───── Supplied passage ─────
US FDI flows to China dips, India gains: IMF report
India has emerged as the third-largest destination for US FDI flows between 2015 and 2020, with an increase of 20 percentage points in new investments
Washington: Foreign direct investment from the US to China dipped 40 percentage points between 2020 and 2022 compared to investments between 2015 and 2020, even as India emerged as the third-largest destination for US FDI flows in the same period, with an increase of 20 percentage points in new investments.
In a paper on geo-economic fragmentation published last week, the International Monetary Fund has shown that US FDI flows increased to countries of emerging Europe by 19.4 percentage points, to the rest of Americas by 9.2 percentage points, and to the rest of Asia (excluding China) by 2.3 percentage points.
FDI flows from advanced European countries to China declined by 19.7 percentage points and to the rest of Asia by 9.8 percentage points, while increasing to the US by 7.5 percentage points. China’s FDI flows to the US declined by 22.1 percentage points and to Europe by 17.8 percentage points.
─────
• Actions to take:
#1 For each statement about the FDI report, marked (a), (b) and (c), say whether it agrees with the text. Answer yes or no, and quote the deciding words exactly.
(a) US FDI to China fell 40 percentage points between 2020 and 2022 compared with 2015 to 2020.
(b) FDI flows from advanced European countries to the US declined.
(c) The IMF paper dealt with geo-economic fragmentation.
#2 Answer these questions from the FDI report, one line each:
(a) What rank did India reach among destinations for US FDI flows?
(b) By how many percentage points did US FDI flows to countries of emerging Europe increase?
(c) By how many percentage points did China's FDI flows to Europe decline?
#3 Return the part of the FDI report that opens with the words containing "In a paper on" and closes with "17.8 percentage points.", copied exactly.
───── Supplied entries ─────
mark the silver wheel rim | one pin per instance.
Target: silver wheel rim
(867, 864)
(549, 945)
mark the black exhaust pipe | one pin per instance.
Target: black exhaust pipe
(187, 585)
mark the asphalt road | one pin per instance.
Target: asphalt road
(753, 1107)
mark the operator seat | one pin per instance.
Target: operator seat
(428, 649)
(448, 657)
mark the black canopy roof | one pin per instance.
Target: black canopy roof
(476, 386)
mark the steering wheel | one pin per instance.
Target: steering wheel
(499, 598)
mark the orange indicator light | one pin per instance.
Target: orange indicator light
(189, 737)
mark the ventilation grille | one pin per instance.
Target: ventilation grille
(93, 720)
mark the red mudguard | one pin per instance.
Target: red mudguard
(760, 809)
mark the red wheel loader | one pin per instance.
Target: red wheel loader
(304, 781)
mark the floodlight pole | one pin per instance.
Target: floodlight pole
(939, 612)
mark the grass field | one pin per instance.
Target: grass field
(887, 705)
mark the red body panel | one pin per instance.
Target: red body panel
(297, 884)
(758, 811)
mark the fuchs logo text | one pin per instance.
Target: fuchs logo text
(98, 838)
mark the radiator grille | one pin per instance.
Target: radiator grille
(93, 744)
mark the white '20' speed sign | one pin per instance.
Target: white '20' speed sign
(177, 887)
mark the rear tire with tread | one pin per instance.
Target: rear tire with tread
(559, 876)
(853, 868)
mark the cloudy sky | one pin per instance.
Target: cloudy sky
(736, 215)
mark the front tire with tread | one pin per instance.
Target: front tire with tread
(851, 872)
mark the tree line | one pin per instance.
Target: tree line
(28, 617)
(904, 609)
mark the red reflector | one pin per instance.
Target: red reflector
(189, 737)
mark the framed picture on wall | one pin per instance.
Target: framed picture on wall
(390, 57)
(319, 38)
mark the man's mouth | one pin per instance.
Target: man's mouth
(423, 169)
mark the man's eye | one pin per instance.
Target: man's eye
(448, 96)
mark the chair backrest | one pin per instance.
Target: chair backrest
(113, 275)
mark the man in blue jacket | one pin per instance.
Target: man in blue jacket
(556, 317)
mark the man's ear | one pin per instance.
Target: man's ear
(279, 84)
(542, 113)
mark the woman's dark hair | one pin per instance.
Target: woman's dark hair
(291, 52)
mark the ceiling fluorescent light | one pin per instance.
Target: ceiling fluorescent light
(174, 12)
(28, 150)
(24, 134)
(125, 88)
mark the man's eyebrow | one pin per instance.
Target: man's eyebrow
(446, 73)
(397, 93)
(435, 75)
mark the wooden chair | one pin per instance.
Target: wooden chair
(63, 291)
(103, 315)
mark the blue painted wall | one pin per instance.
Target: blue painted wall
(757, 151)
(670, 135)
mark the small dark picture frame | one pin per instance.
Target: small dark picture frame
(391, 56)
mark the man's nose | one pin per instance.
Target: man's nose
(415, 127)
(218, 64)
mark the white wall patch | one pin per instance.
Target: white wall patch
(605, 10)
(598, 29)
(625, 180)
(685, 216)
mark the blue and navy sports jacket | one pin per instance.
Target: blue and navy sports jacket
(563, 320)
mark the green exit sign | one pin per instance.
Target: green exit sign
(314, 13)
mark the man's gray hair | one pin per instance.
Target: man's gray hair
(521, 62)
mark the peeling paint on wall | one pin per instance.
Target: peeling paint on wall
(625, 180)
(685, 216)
─────
• Solutions to the problems:
#1
(a) Yes: "dipped 40 percentage points between 2020 and 2022 compared to investments between 2015 and 2020"
(b) No: "while increasing to the US by 7.5 percentage points"
(c) Yes: "In a paper on geo-economic fragmentation"

#2
(a) Third-largest
(b) 19.4 percentage points
(c) 17.8 percentage points

#3
In a paper on geo-economic fragmentation published last week, the International Monetary Fund has shown that US FDI flows increased to countries of emerging Europe by 19.4 percentage points, to the rest of Americas by 9.2 percentage points, and to the rest of Asia (excluding China) by 2.3 percentage points.
FDI flows from advanced European countries to China declined by 19.7 percentage points and to the rest of Asia by 9.8 percentage points, while increasing to the US by 7.5 percentage points. China’s FDI flows to the US declined by 22.1 percentage points and to Europe by 17.8 percentage points.